▸ Data shown:
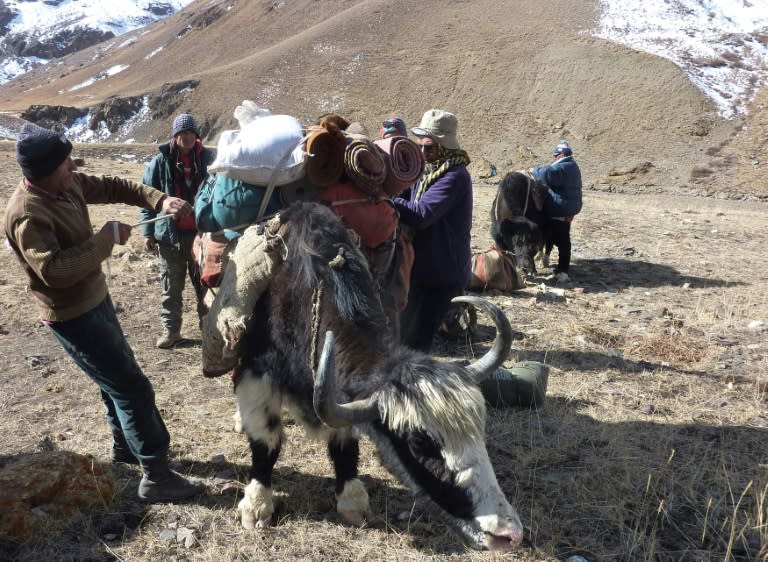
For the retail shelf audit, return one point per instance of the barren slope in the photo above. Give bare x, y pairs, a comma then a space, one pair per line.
520, 75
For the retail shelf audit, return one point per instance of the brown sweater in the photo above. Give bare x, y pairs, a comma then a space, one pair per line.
52, 236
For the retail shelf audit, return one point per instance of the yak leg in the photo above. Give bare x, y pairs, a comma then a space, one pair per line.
260, 412
351, 497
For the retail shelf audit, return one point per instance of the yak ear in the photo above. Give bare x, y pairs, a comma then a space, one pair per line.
234, 330
327, 409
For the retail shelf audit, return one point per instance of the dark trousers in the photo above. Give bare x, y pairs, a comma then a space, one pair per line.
176, 263
424, 313
96, 343
559, 235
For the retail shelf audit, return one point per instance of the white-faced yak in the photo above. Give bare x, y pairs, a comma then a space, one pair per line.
317, 344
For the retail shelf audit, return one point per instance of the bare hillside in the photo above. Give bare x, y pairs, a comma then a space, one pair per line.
520, 76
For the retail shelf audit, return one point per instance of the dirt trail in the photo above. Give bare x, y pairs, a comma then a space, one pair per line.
655, 343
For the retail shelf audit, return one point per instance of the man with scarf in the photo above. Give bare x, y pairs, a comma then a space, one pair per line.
178, 170
438, 210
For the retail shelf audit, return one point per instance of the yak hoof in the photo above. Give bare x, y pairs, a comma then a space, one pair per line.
256, 507
238, 427
352, 504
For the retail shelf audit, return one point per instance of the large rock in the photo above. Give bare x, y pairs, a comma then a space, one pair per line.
44, 491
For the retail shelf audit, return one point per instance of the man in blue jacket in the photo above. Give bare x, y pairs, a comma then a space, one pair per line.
563, 201
438, 209
178, 170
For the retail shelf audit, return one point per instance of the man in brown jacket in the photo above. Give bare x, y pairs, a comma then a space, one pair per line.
49, 229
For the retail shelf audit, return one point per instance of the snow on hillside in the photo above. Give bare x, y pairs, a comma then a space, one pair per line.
722, 45
41, 22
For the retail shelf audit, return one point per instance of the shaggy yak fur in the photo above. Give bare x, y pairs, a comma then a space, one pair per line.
517, 225
425, 417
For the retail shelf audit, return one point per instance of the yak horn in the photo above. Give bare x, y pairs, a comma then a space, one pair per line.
488, 363
327, 409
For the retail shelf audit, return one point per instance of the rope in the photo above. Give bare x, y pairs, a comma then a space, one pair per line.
317, 298
156, 219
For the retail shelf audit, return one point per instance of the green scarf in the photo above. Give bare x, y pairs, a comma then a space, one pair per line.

▸ Assignment: Give back the material above exactly as it appears, minus any picture.

▸ Reply to the task:
For the retail shelf audit, return one point per instance of the barren slope in the photo above. Give bare x, y pairs, a comma then a space, one pair per line.
520, 75
For the retail shelf audit, return one point per instance of the brown sweater in the photo above. Give bare x, y pairs, a comma then a space, one pair per line.
52, 236
For the retail shelf audit, return one point per instance of the yak leg in the photo above. Give bare x, y pairs, a comma then a space, one pair per line.
260, 412
351, 497
For the retail shelf audit, return one point per instance of the yak ear in the photo above. Give bare x, y pairs, a comma then a space, one pair per line.
234, 330
327, 409
For the retail shelf audit, return one point per instance of the dark trousers in the photo above. Give bare x, y pairs, a comma then a space, one pair per line.
176, 263
424, 313
96, 343
559, 235
For the retail shelf audit, return one point per instance of the white-faced yak in the photo above. Give bare x, y pairs, a comma then a space, one pair per line.
317, 344
For the retail shelf audit, return one point per instance of the bare hillside in the photo above. Give bare x, y pairs, a comma then a space, one pair per line.
520, 76
For the retail shelf audit, return one point per instance of the dirt trail in the photo above. Give bare x, y pairs, a comma then a space, one pair per line.
655, 343
For the retail shelf audit, return one point per instance of the man with scarf in the photo above. Give bare x, y pairs, a comma then a space, one pair per line.
178, 170
438, 210
For the retail shelf audit, return one point per instance of the yak hoof in the photo above. Give bare x, y pairs, a comma then a space, one pair per line.
256, 507
238, 427
352, 504
For the retail shelf audit, return one point per instance of the large rock in the photo above. Give bare x, y pairs, a comma then a space, one pair per line.
44, 491
For the retail shelf audit, return one point per instance of the man in blue jacket in the photo above. Give bare x, y pairs, a comma then a space, one pair per line.
563, 201
438, 209
178, 170
For the retail shelf audit, return one point per instance of the man in brown jacket in the photo above. Give bare x, y pairs, a comma then a space, one pair per line.
49, 229
For the retail shelf audit, return one point per instance of the snow on hillside in the photo above. Give bare x, y pairs, a comma then a space, one pair per line.
722, 45
41, 22
For the retail shelf audit, return one point per instance of the shaggy yak fur in the photo above. Give bare x, y pairs, a comma then a space, one pair per line.
517, 225
425, 417
For the retail shelf audit, return one point per instance of the yak horn in the photo above. Give bare x, y pairs, a comma then a space, one pair per line.
488, 363
327, 409
For the retail shelf audit, return one point per instance of the rope in the photo above. Give bare x, y pairs, a comma then a space, one pair per line.
317, 298
156, 219
For the retail shelf audit, return one point per instance of the green scarf in the photo above. Give bare x, y pairs, a comma then a space, one pair per line.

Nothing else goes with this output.